##### Source records

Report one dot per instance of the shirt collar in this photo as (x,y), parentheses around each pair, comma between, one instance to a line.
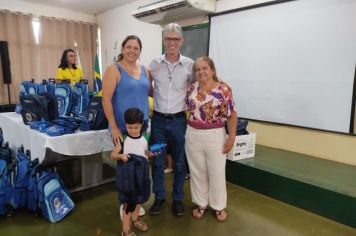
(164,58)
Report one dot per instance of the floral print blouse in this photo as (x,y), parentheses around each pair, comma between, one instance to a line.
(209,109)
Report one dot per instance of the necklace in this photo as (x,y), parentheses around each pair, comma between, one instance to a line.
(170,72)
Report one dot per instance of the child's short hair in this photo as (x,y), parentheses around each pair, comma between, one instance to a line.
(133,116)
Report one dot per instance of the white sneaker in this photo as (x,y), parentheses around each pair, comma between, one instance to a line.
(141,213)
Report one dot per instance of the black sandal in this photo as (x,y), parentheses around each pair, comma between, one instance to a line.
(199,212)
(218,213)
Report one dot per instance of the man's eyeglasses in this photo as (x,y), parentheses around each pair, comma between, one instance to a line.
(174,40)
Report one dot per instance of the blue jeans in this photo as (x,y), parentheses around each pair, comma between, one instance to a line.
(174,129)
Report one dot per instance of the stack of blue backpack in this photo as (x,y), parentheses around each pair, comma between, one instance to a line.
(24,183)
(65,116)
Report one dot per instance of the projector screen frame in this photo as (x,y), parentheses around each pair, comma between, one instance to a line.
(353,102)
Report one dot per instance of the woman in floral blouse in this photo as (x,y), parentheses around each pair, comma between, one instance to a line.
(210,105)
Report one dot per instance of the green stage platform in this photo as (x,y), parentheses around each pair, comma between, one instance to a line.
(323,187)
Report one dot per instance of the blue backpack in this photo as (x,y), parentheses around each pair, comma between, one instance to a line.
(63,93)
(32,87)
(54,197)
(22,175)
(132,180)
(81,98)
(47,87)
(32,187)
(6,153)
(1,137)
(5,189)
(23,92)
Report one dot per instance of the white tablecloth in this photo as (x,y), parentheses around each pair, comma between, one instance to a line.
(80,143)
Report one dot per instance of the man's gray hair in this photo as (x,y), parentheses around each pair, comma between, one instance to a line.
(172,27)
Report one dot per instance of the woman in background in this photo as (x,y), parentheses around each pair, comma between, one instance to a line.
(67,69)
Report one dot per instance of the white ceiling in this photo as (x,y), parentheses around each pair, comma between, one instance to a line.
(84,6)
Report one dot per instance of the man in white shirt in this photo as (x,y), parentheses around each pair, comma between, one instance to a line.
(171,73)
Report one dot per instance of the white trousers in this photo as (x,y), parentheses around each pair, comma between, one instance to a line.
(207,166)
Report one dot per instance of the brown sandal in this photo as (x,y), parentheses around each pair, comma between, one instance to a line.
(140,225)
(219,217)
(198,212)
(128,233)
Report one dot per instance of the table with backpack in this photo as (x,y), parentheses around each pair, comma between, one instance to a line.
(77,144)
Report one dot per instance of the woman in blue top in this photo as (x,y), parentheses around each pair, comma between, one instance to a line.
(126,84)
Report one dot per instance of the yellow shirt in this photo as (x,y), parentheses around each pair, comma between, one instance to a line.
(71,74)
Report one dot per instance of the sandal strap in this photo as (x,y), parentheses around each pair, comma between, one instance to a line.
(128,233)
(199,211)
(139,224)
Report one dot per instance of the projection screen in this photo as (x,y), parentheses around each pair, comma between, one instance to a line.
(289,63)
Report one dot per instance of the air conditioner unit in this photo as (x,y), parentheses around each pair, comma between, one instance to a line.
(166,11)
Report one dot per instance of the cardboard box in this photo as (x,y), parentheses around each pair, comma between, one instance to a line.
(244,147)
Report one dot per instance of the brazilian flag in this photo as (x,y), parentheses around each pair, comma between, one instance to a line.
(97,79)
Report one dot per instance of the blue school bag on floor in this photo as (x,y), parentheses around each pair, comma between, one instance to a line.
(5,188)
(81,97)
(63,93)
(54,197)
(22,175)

##########
##### Source records

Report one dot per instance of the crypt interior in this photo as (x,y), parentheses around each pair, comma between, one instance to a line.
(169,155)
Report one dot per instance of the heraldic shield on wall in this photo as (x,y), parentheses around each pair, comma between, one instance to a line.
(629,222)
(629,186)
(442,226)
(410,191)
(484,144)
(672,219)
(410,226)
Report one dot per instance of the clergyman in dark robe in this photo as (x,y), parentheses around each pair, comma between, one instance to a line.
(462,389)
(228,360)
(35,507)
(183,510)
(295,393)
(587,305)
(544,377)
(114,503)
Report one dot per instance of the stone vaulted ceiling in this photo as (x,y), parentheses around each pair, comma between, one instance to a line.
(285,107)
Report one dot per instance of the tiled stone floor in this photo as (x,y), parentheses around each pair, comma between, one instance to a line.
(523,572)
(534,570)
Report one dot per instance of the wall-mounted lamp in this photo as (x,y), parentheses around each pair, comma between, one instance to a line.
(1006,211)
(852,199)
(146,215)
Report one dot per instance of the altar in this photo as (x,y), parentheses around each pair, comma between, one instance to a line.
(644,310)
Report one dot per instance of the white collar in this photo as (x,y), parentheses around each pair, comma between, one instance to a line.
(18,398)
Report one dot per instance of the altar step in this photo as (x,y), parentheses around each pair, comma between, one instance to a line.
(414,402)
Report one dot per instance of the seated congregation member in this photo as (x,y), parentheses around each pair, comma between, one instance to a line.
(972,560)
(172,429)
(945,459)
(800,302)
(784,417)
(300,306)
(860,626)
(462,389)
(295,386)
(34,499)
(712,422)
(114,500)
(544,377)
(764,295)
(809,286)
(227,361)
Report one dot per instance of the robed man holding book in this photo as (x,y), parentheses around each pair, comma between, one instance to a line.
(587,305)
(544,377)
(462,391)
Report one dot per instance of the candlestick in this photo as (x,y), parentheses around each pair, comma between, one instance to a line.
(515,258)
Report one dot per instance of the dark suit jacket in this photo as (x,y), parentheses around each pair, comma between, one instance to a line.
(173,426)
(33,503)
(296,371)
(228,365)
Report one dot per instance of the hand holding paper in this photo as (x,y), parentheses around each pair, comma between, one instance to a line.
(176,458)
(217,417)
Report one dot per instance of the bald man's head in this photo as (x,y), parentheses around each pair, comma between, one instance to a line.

##########

Task description
From the entries above, write out only the lines starting at the line that holds "Report one dot per instance of the robed" and ending at the line that holds "Report one dot per instance of the bald", keeping both and matching them exactly.

Response below
Report one dot per instance of the robed man holding book in this photo as (x,y), parentheses around each pair, comma between, one instance to a line.
(587,305)
(544,377)
(462,391)
Report one dot per instance of the candlestick in this photo as (x,y), parentheses around each pair, comma between, one instance to a line.
(515,258)
Report one dot per instance of the dark suit jacket in this photo as (x,y), parentheses around each pair, comma between, one instance to a line.
(173,426)
(33,503)
(296,371)
(228,365)
Report one dot per instance of the hand holding paper in this photo as (x,y), parentheses around each pair, comma between, one instance to a line.
(176,458)
(217,417)
Report one dot per instance of the bald man's head in this photo as (x,y), parentheses around each pair, comma between, one instance to a line.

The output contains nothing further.